:: Instruksi A ::
Sebutkan semua tanggal yang tercantum pada keterangan berawalan "Atas:" dan "Bawah:" dalam berita tentang tsunami Aceh.

31 C
Medan
Tuesday, July 2, 2024

Mata Dunia ke Aceh

Foto: JOEL SAGET (atas) dan CHAIDEER MAHYUDDIN (bawah)/AFP Atas: Foto diambil 16 Januari 2005 menunjukkan masjid yang rusak sebagian di daerah Lampuuk, Banda Aceh pascatsunami Aceh 26 Desember 2004.  Bawah: Foto diambil 21 Desember 2014 menunjukkan masjid yang sudah direnovasi dikeliling rumah dan masyarakat yang dibangun ulang.
Foto: JOEL SAGET (atas) dan CHAIDEER MAHYUDDIN (bawah)/AFP
Atas: Foto diambil 16 Januari 2005 menunjukkan masjid yang rusak sebagian di daerah Lampuuk, Banda Aceh pascatsunami Aceh 26 Desember 2004.
Bawah: Foto diambil 21 Desember 2014 menunjukkan masjid yang sudah direnovasi dikeliling rumah dan masyarakat yang dibangun ulang.

BANDA ACEH, SUMUTPOS.CO – Jelang peringataan ke-10 Tsunami Aceh, mata dunia kini beralih ke kawasan di ujung Sumatera itu, Aceh. Berbagai agenda dan pemikiran pun muncul terkait musibah yang menghentak dunia pada 26 Desember 2004 lalu tersebut.

:: Masukan tugas ::
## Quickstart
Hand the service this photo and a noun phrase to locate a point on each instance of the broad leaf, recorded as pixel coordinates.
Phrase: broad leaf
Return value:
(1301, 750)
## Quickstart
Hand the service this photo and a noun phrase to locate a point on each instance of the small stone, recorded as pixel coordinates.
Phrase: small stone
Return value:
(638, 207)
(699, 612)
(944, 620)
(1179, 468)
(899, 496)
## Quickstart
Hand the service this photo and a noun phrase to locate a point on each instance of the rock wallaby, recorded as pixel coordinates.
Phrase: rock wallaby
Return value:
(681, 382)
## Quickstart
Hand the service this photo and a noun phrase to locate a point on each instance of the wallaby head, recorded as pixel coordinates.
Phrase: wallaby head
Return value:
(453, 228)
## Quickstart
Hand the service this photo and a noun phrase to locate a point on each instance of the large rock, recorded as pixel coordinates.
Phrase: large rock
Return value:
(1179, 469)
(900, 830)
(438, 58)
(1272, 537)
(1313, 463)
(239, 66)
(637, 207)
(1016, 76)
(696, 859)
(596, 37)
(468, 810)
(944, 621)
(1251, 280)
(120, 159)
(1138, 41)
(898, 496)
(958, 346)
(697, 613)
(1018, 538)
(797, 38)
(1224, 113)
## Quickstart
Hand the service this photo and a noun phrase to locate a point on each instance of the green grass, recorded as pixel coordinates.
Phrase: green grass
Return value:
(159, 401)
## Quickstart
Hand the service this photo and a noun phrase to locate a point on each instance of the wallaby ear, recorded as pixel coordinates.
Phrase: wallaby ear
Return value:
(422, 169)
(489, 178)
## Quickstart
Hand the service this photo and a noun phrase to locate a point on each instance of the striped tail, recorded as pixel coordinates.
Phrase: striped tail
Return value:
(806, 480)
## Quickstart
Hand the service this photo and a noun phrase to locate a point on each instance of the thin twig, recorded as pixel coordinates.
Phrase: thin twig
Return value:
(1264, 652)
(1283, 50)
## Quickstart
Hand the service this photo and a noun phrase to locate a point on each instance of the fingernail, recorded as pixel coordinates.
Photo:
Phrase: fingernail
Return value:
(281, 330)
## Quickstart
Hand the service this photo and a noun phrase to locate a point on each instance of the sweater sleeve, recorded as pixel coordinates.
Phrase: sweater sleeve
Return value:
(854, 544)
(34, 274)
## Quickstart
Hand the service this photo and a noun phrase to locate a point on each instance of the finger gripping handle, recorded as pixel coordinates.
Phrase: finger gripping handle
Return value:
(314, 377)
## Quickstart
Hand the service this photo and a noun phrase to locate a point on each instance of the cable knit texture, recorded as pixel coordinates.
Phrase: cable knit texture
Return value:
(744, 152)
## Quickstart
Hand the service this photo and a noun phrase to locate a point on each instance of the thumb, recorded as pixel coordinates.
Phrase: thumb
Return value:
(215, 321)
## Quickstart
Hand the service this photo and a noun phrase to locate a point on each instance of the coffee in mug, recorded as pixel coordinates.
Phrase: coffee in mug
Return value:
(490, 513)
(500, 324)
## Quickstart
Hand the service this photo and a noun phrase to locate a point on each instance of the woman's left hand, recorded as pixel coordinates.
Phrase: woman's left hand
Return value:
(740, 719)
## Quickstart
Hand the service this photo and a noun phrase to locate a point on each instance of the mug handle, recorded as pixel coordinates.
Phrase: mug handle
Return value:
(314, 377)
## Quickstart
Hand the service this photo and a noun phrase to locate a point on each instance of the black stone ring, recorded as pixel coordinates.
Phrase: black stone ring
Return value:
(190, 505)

:: Instruksi B ::
Ada berapa baris dalam entri yang memuat string "sweater"? Jawab dengan angkanya saja.

:: Jawaban lengkap A ::
- 16 Januari 2005
- 26 Desember 2004
- 21 Desember 2014

:: Jawaban lengkap B ::
2